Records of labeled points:
┏━━
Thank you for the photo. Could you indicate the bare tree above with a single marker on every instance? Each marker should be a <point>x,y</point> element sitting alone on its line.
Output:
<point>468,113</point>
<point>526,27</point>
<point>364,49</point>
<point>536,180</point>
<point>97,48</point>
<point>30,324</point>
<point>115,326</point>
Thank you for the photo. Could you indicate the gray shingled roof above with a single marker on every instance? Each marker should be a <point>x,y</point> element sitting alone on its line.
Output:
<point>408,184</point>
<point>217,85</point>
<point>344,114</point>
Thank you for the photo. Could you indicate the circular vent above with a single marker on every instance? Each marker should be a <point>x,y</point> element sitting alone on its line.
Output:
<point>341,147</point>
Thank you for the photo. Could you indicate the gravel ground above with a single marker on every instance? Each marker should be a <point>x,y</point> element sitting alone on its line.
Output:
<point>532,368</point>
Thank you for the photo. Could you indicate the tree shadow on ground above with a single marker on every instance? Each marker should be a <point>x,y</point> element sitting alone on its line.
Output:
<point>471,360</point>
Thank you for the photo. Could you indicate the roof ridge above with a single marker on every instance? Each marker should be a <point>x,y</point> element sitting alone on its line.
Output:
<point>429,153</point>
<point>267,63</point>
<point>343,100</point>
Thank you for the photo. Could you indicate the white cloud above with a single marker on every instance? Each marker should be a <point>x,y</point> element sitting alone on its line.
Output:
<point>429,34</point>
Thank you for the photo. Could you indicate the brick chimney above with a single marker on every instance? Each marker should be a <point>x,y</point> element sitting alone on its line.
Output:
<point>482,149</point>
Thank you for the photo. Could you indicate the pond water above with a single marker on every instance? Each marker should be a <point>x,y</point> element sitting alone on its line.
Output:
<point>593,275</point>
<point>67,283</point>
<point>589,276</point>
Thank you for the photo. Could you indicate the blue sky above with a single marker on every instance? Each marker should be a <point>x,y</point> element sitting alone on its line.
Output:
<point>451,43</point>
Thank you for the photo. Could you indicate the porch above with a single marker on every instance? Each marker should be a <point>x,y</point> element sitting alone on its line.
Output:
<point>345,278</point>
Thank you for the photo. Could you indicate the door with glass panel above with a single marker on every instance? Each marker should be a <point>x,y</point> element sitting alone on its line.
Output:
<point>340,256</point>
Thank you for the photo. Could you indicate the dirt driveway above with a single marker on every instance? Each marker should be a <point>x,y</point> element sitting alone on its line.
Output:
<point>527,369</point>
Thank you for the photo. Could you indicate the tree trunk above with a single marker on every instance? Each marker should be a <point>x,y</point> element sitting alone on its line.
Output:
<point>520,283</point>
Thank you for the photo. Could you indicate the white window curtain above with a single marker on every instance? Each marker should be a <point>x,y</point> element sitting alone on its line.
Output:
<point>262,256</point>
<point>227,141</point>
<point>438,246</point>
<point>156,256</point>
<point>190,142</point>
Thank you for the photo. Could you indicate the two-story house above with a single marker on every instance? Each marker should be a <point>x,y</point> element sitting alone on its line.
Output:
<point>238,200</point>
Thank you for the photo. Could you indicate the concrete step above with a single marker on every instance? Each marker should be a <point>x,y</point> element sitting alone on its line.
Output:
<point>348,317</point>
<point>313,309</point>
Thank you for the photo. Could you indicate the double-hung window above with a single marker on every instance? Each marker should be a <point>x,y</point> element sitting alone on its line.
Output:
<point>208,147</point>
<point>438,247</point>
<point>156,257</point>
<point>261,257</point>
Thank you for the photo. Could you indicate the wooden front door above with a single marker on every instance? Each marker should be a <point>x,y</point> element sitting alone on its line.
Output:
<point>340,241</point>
┗━━
### WHAT IS REQUIRED
Reproduce every one of the lines above word for word, from first to last.

### EXPECTED ANSWER
Thank you for the photo. Could you indicate the bare tree above with a single marker on every instance? Each marker should be a <point>x,y</point> element sitting alone on its line.
Output:
<point>468,113</point>
<point>526,27</point>
<point>364,49</point>
<point>536,180</point>
<point>97,48</point>
<point>30,324</point>
<point>115,326</point>
Thank you for the photo. Could you indicate the gray shingled roof above with a single marker on every instance? Each marker should be a <point>x,y</point> element sitting alone on its line.
Output:
<point>408,184</point>
<point>217,85</point>
<point>344,114</point>
Thank you for the photo. Could you indicate the circular vent above with a single marker on every instance? Each marker should be a <point>x,y</point> element sitting alone on its line.
Output:
<point>341,147</point>
Thank you for the photo. Could you indicate the gravel ground above with a single marker on every instance? Each marker should be a <point>x,y</point> element sitting alone on its line.
Output:
<point>532,368</point>
Thank you for the photo. Could you indicate the tree shadow on ground above with a single marker on every instance? Each marker should be a <point>x,y</point> element sitting alone on its line.
Output:
<point>471,360</point>
Thank you for the photo. Could you indicate the roof ridge above with a single marker on every instance? Each marker should be a <point>x,y</point> element sitting alone on its line.
Output:
<point>429,153</point>
<point>267,63</point>
<point>343,100</point>
Thank you for the photo. Could you indicate the white cloud above with a single marker on every instance? Each marker should be a <point>x,y</point> element sitting alone on its line.
Output:
<point>429,34</point>
Thank you for the photo. Could you indicate the brick chimney above with a single marker on every instance? Each marker should be a <point>x,y</point> element sitting alone on its line.
Output:
<point>482,149</point>
Thank you for the photo. Could you indicate the pond water above with a single marker on every instance? Each marker should be a <point>x,y</point> element sitting alone on its line.
Output:
<point>593,275</point>
<point>67,283</point>
<point>589,276</point>
Thank you for the photo. Could you indicate the blue sky above with a single marker on every instance? Each marker should be a <point>x,y</point> element sitting alone on its line.
Output:
<point>451,43</point>
Thank you for the photo. Could you indicate the porch above with a single marker on every instance? Each marker should be a <point>x,y</point> element sitting alone on its line.
Output:
<point>345,278</point>
Thank you for the photo. Could you indicate the door with glass panel above with a single marker on every instance? Each marker should be a <point>x,y</point> element sitting alone on its line.
Output:
<point>340,256</point>
Thank you for the photo. Could you indicate the dirt driveway above with a single marker on every instance? Each marker should be a <point>x,y</point> element sitting alone on its line.
Output:
<point>527,369</point>
Thank you for the photo. Could you indicate the tree trunk above with a single marker on every instance? Each marker should be a <point>x,y</point> element sitting alone on its line.
Output:
<point>520,283</point>
Thank you for the photo. Could you indicate the white window curtain above with a single marker on every instance? Each marker should be a <point>x,y</point> element sitting alone on its line.
Output:
<point>262,256</point>
<point>227,141</point>
<point>438,246</point>
<point>156,256</point>
<point>190,142</point>
Thank you for the photo. Could you indicate the two-story house above with a single marker on every instance? Each marker should be a <point>x,y</point> element sitting alone on its line.
Output:
<point>238,200</point>
Thank you for the photo. Could you indicate the concrete step above with a single marker on every instance? Each marker should be a <point>x,y</point> element sitting alone on its line.
Output:
<point>348,317</point>
<point>313,309</point>
Thank you for the photo. Could you indicate the double-hung window above with a single marker on every instance? Each marker should be a <point>x,y</point> element sitting alone on its line.
Output:
<point>208,147</point>
<point>438,247</point>
<point>156,257</point>
<point>261,257</point>
Thank you for the photo. Could you indicate the wooden front door above with a single marker on every instance? Each marker should be a <point>x,y</point> element sitting alone on its line.
Output:
<point>340,241</point>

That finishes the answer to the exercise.